** Start of Raw records **
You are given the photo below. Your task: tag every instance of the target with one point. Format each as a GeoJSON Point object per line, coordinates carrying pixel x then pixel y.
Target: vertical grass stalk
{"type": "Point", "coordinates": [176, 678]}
** End of Raw records **
** Start of Raw records **
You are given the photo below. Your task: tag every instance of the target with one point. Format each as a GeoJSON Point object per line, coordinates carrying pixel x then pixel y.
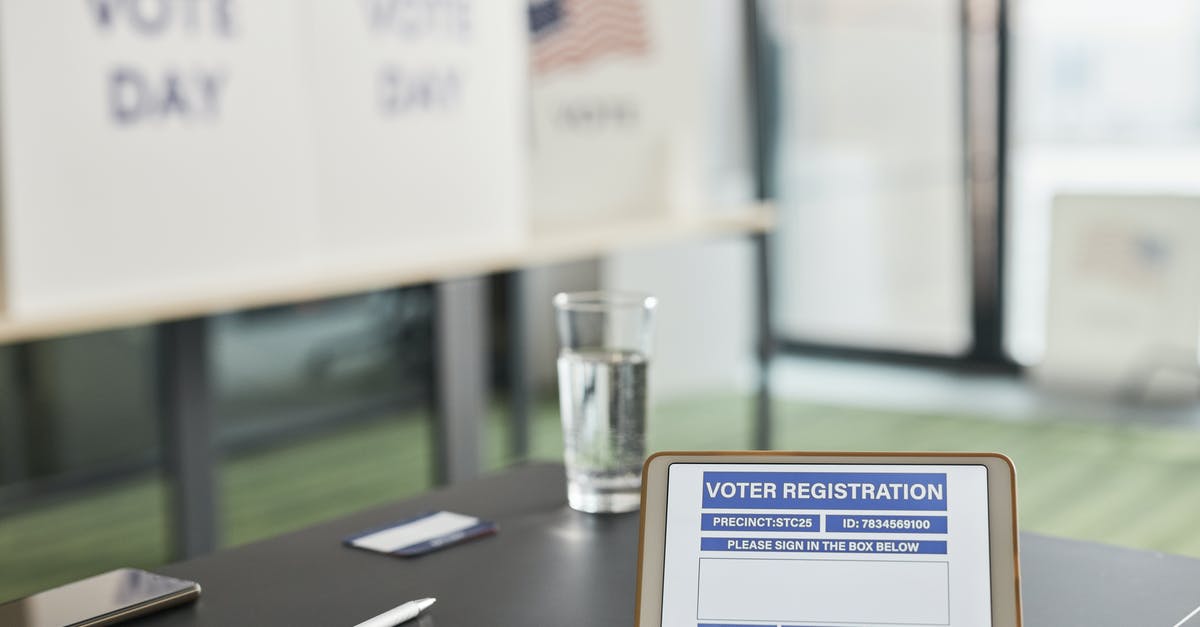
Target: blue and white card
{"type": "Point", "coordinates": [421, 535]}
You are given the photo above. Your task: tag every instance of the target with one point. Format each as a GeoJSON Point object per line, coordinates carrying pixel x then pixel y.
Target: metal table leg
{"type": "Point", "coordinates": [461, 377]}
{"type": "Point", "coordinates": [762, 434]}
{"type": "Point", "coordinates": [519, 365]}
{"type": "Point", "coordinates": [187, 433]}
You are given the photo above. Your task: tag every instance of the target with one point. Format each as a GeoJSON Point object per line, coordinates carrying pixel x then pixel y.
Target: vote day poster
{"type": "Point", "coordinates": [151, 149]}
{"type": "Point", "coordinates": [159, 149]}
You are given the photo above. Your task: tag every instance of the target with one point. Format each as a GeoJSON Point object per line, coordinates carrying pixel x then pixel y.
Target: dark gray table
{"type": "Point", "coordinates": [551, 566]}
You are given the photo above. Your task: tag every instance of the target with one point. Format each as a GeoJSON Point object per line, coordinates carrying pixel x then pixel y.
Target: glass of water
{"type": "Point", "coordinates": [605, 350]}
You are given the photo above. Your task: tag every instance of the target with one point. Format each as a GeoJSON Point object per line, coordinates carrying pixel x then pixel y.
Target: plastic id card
** End of Raw records **
Set problem: State how many lines of the records contain the string "card". Reply with the number alone.

Exercise solution: 2